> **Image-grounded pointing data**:
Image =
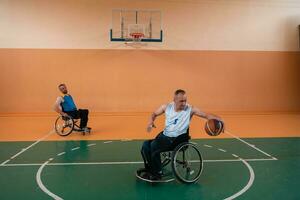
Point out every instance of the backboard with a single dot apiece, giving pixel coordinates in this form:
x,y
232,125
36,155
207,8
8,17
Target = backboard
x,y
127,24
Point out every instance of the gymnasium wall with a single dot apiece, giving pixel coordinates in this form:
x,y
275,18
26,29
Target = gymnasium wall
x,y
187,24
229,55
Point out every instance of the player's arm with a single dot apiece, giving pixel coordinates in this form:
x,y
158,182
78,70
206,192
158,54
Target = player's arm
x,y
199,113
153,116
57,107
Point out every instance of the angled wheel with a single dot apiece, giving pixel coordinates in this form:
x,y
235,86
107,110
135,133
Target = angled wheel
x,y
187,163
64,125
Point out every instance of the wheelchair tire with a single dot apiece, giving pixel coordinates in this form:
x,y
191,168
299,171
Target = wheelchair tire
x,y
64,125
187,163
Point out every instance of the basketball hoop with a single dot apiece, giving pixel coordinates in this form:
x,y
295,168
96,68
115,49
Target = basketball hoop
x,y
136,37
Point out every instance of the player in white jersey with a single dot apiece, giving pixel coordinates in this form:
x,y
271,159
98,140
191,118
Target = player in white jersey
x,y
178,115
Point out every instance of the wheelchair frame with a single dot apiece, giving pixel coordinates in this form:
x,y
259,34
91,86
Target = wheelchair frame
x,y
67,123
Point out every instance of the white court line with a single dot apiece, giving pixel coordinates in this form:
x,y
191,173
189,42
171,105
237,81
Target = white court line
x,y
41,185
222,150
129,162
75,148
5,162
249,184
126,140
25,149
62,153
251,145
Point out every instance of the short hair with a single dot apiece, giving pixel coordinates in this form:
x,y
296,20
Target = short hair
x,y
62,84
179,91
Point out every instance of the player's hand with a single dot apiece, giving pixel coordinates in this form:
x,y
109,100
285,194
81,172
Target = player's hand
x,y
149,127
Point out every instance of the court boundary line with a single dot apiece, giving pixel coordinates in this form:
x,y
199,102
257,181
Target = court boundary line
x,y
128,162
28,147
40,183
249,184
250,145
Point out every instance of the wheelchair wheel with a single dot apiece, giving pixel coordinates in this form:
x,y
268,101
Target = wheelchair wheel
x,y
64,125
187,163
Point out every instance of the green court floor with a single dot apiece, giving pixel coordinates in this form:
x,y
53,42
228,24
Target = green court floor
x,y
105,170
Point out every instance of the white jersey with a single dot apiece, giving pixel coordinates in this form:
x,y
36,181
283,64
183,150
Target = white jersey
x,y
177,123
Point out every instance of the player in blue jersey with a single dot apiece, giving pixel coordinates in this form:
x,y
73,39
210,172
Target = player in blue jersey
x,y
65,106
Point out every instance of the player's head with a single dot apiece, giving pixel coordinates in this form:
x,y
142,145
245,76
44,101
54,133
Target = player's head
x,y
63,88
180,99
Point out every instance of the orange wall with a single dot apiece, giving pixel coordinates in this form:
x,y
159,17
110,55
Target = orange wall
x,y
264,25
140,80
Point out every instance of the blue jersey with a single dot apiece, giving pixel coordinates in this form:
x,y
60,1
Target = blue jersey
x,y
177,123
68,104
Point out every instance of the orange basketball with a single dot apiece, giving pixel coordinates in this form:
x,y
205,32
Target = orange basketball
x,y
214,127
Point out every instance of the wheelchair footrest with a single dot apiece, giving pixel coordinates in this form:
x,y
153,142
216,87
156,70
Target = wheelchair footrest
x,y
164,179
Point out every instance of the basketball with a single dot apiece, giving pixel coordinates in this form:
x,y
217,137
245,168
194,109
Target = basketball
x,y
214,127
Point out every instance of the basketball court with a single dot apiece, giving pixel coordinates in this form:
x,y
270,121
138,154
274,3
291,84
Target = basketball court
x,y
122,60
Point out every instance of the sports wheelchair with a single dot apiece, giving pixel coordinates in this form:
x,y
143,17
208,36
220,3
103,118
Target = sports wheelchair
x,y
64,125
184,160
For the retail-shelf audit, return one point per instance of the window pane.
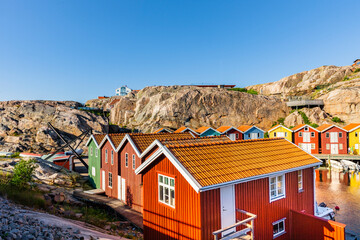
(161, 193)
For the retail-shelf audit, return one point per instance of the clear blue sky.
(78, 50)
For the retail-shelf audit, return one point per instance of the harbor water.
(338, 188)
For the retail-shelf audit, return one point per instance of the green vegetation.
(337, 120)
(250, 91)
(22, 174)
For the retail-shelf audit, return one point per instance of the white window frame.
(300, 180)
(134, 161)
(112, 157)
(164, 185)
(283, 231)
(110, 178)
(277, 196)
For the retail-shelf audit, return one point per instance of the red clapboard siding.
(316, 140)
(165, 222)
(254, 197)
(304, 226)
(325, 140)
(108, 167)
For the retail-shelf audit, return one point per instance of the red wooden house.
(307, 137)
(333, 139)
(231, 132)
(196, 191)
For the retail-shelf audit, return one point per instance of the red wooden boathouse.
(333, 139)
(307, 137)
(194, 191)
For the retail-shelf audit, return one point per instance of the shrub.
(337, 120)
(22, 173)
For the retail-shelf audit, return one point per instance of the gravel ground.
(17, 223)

> **WHAT YOU SHOULD DO**: With the images omitted, output all entries exactly as given.

> **SOLUTION TO THE EXERCISE**:
Image =
Point out every instance of the backboard with a single dot apiece, giving pixel coordinates in this form:
x,y
232,125
36,155
207,8
8,17
Target = backboard
x,y
127,24
Point out every instance of the gymnasium wall with a single dot apiece, giving pixel coordinates in this form:
x,y
275,18
26,29
Target = gymnasium wall
x,y
187,24
229,55
Point out every instance of the player's arm with a single dot apiece, giving pixel coordinates in this form:
x,y
158,182
78,70
206,192
158,54
Target = player's arm
x,y
199,113
153,116
57,107
Point out every instance of the angled wheel with a single dot apiece, giving pixel coordinates in this form:
x,y
235,86
107,110
135,133
Target = angled wheel
x,y
187,163
64,125
Point out every instance of the wheelchair tire with a single dot apiece, giving pixel coordinates in this form:
x,y
191,168
299,171
Target = wheelchair tire
x,y
64,125
187,163
Point out every instance of the basketball hoop with a single dot apiece, giving pixel coordinates in this form:
x,y
295,168
96,68
115,49
Target = basketball hoop
x,y
136,37
Point out every instance of the player in white jersey with a single dot apiece, giving pixel coordinates in this form:
x,y
271,159
98,140
191,118
Target = player in white jersey
x,y
178,115
Point out every instance of the wheelchair frame with a single dot apiece, giving pixel coordinates in this form:
x,y
259,34
91,86
Target = wheelchair frame
x,y
67,123
Point out every instance of the white court line with a single dot apiece, giving pixel coordinates in this form:
x,y
191,173
189,42
171,105
237,81
Target = white court line
x,y
41,185
222,150
129,162
75,148
5,162
249,184
126,140
25,149
62,153
251,145
Point out every instance of the short hair with a single dot apiece, giving pixel coordinates in this form:
x,y
296,20
Target = short hair
x,y
62,84
179,91
Point out every instance of the player's hand with a single dot apiece, giving pixel coordinates in this form:
x,y
109,100
285,194
81,172
Target = player's hand
x,y
149,127
Point out every instance of the court boundary line with a single dot apiece, giving pixel coordinates in this form:
x,y
199,102
257,181
Target = court boundary line
x,y
128,162
28,147
40,183
249,184
250,145
Point out every instance of the wheelchair wheel with a single dot apiece, giving pixel coordinates in this form:
x,y
268,101
Target = wheelchair wheel
x,y
64,125
187,163
Point out every instance of the green court floor with a single dot apiece, giving pixel coordinates in this form:
x,y
53,42
228,24
Target = green court floor
x,y
105,170
Point out every instance of the white jersey with a single dot apiece, giving pixel coordinates in this form:
x,y
36,181
283,64
183,150
Target = white jersey
x,y
177,123
Point out every instance of the player in blue jersey with a single dot apiece, giving pixel coordinates in this form:
x,y
73,39
210,172
Target = player in blue jersey
x,y
65,106
Point out every instance of the player's head with a single dot apiece, giving pixel coordinates in this form:
x,y
142,145
245,76
44,101
54,133
Target = player's head
x,y
63,88
180,99
Point out every instance of the orange wall with a single dot apiece, giving pixel coordinates in this form:
x,y
159,17
110,55
Target = orange wall
x,y
264,25
140,80
Point out every instance of the blue jersey with a single dot apiece, giving pixel coordinates in this form:
x,y
60,1
Target = blue jersey
x,y
177,123
68,104
Point out every instance of the orange basketball with a single dot apiece, giving pixel coordinates in this form:
x,y
205,32
Target = orange basketball
x,y
214,127
Point out every instance of the wheelchair footrest with a single dot apiece, giving pixel coordinates in this form:
x,y
153,142
216,87
156,70
Target = wheelchair footrest
x,y
164,179
Point out every instance of the basketball with a single dot apiece, giving pixel coordinates in this form:
x,y
217,137
245,168
194,109
Target = basketball
x,y
214,127
Point out every instance of the basketball court with a single dot apiece, giving pixel coordinates in this form:
x,y
270,121
138,154
274,3
291,84
Target = basketball court
x,y
122,60
Point out every instance of the sports wheelchair with a single dot apiece, giving pixel coordinates in this form:
x,y
143,17
208,36
220,3
103,118
Target = sports wheelchair
x,y
64,125
184,160
For the retail-shelf audit, return one point per instance of the window pane.
(161, 193)
For the retail-shelf audit, return one point per instance of the clear blue sky.
(78, 50)
For the retail-shelf audit, return one point per instance of the harbor water.
(338, 188)
For the retail-shelf audit, return one point per instance of the green vegetation.
(337, 120)
(250, 91)
(22, 174)
For the retail-shelf audit, return one point per instance of the white window frame.
(300, 180)
(134, 161)
(112, 157)
(164, 185)
(283, 231)
(110, 178)
(277, 196)
For the retail-shelf audit, return one point per instance of the red clapboard siding.
(316, 140)
(165, 222)
(254, 197)
(304, 226)
(325, 140)
(108, 167)
For the retail-shelf audit, return one point per instance of the red wooden house.
(307, 137)
(333, 139)
(231, 132)
(196, 191)
For the retail-shelf audit, return one point per instance of the red wooden boathouse.
(333, 139)
(307, 137)
(194, 191)
For the retail-shelf audit, return one point per instance of the shrub.
(337, 120)
(22, 173)
For the retail-shelf audit, return one point per instance of the gravel ground.
(17, 223)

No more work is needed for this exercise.